### TRY IT:
Pull every line containing "white" from the listing below.

### DATA:
═══

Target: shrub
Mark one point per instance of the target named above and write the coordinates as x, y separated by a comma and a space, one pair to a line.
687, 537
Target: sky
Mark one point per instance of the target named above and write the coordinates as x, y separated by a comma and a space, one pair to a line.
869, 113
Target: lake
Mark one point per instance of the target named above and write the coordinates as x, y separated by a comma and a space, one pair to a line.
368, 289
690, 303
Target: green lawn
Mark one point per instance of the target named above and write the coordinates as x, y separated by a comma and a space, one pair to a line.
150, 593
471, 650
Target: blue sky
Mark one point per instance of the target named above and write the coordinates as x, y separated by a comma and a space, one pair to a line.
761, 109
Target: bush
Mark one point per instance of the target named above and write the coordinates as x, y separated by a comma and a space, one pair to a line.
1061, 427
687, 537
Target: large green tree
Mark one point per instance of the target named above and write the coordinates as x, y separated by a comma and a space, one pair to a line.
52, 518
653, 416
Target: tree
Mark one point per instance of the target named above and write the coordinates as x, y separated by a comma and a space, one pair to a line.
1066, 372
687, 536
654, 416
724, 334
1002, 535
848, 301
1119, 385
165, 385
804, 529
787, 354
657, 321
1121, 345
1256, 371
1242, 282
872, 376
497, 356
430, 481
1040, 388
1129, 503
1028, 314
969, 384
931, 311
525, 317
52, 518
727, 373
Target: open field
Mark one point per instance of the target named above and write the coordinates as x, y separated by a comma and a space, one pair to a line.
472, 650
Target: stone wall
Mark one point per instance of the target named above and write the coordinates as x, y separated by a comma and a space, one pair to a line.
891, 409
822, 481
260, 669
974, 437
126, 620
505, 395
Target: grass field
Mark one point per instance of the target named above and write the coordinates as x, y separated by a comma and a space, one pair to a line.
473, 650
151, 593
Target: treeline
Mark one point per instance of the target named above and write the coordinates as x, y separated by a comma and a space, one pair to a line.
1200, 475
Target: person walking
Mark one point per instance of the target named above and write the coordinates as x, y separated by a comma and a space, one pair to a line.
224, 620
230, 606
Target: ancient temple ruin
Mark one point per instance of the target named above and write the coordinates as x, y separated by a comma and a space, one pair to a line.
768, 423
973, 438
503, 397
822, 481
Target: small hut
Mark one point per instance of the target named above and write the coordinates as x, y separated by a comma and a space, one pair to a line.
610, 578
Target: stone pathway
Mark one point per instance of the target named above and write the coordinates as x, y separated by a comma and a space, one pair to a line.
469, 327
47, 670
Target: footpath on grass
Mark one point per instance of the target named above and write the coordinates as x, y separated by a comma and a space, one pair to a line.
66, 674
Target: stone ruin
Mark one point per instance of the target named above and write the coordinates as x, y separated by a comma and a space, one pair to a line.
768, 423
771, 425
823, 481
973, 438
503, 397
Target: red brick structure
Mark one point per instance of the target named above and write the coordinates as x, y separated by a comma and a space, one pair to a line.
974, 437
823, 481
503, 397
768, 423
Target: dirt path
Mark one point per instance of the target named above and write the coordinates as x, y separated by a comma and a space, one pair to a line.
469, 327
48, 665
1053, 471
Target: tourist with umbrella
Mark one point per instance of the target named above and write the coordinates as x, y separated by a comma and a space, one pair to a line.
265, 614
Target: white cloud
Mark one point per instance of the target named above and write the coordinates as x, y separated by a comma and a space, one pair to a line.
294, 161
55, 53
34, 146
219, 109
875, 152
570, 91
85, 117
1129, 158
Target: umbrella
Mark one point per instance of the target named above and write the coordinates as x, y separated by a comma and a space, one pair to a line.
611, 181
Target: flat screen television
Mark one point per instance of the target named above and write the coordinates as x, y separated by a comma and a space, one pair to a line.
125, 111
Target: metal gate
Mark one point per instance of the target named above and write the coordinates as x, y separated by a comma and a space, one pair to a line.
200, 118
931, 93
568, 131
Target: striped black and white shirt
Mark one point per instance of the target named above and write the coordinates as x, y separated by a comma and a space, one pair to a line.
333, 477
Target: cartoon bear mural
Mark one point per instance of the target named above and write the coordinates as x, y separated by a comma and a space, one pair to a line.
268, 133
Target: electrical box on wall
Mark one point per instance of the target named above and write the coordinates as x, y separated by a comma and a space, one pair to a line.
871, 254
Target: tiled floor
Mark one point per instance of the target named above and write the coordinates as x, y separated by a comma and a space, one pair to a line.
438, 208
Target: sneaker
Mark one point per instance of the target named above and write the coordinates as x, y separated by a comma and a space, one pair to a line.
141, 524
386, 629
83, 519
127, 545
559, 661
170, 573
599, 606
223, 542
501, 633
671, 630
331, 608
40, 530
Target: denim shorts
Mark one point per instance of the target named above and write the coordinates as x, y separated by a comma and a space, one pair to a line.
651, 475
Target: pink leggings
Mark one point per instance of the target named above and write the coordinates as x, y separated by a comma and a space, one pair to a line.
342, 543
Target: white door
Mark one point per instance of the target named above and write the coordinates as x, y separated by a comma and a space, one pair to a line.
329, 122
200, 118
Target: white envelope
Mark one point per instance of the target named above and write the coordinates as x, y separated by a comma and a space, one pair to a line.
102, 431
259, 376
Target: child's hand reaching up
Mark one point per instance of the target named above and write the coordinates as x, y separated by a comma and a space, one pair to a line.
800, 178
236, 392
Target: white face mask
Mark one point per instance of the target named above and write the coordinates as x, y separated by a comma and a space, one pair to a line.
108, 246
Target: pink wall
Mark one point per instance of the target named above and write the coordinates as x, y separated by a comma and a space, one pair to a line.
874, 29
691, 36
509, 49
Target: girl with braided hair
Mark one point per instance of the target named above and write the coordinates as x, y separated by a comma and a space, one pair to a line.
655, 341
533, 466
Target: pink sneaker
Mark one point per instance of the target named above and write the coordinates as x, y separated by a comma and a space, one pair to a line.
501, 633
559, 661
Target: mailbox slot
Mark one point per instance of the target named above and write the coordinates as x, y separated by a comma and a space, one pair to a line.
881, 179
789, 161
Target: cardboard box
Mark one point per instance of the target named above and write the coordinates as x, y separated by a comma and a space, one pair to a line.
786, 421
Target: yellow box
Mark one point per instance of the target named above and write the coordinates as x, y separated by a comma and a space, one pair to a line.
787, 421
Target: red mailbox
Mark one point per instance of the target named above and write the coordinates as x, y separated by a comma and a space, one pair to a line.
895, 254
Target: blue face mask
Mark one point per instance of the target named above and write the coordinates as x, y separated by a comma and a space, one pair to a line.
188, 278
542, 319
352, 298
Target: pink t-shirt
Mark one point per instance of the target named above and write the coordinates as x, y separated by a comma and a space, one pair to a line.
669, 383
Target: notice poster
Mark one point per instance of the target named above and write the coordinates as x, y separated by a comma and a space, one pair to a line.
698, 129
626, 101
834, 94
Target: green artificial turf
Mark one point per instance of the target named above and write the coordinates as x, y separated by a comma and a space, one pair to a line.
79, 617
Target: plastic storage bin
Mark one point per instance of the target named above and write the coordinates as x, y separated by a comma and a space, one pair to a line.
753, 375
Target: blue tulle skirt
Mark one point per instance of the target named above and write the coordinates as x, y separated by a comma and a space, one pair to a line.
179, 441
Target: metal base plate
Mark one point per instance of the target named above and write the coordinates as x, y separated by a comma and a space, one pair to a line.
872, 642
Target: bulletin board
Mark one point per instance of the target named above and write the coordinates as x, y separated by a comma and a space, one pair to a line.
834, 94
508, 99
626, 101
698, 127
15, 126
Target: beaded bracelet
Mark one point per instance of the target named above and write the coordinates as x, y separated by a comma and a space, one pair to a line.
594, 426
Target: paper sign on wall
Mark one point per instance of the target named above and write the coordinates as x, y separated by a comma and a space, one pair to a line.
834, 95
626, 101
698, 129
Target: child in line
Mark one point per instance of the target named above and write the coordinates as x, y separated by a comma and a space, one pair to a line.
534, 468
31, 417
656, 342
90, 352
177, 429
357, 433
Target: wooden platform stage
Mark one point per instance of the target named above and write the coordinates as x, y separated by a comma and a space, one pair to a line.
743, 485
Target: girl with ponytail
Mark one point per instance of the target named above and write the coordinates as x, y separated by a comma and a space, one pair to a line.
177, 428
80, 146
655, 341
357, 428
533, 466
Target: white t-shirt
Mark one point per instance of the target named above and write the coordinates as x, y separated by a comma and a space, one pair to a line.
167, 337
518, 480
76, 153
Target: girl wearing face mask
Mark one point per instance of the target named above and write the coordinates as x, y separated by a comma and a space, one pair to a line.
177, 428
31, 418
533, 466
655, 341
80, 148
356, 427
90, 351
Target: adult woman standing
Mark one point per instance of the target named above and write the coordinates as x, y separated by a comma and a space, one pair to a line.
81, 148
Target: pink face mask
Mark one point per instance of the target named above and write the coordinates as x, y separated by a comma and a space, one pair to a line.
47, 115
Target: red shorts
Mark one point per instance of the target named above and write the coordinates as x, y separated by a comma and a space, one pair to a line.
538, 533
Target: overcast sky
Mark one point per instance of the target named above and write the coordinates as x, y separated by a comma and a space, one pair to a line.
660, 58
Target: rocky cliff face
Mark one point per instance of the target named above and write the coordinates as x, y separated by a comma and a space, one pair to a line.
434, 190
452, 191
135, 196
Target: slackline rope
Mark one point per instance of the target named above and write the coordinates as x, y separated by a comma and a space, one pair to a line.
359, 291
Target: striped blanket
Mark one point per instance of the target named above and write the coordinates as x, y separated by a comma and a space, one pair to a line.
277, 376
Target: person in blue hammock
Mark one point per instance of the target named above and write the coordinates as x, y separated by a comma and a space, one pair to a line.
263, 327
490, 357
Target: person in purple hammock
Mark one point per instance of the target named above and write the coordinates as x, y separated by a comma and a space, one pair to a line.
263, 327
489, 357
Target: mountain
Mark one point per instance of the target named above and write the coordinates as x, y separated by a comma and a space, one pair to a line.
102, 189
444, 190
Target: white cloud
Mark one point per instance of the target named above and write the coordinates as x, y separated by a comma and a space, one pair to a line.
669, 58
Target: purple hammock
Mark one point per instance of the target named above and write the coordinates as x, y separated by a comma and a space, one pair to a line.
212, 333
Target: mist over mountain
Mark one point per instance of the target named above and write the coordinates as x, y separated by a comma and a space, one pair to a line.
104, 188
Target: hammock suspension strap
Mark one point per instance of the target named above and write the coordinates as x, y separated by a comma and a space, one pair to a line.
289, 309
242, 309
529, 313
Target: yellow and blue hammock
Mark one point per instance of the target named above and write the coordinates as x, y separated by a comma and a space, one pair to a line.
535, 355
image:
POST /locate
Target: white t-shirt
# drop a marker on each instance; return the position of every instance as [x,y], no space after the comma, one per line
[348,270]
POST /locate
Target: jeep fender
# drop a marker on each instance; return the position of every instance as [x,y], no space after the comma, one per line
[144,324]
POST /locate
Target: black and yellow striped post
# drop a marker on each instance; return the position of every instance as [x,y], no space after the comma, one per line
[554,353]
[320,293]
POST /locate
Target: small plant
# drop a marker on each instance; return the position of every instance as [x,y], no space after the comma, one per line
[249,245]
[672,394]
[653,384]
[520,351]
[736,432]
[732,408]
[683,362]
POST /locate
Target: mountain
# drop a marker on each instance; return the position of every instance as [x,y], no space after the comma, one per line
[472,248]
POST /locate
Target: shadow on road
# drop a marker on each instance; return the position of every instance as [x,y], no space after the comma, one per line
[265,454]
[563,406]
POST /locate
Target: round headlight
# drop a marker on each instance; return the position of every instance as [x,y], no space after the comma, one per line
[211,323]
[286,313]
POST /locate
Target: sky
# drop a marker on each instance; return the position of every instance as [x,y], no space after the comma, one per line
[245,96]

═══

### YOUR RESPONSE:
Target: white cloud
Target: striped black and white shirt
Target: white door
Target: white envelope
Target: white face mask
Target: white t-shirt
Target: white cloud
Target: white t-shirt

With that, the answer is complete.